Reproduce nothing but the closing run of lines: the line with "# provide the" and each line that follows it to the end of the data.

Start of Block

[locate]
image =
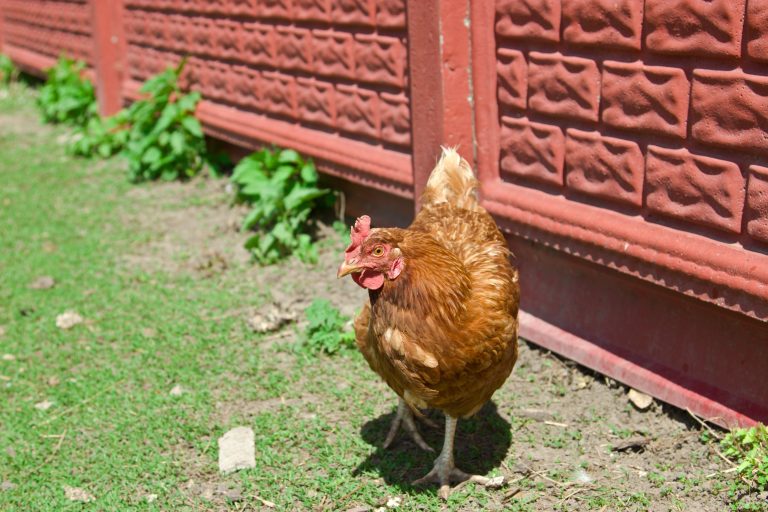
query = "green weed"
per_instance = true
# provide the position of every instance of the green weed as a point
(326, 330)
(748, 447)
(67, 96)
(159, 134)
(8, 70)
(282, 188)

End of Block

_Answer section:_
# provide the position of every instance of the green weed as a point
(326, 330)
(748, 447)
(67, 96)
(159, 134)
(8, 70)
(282, 188)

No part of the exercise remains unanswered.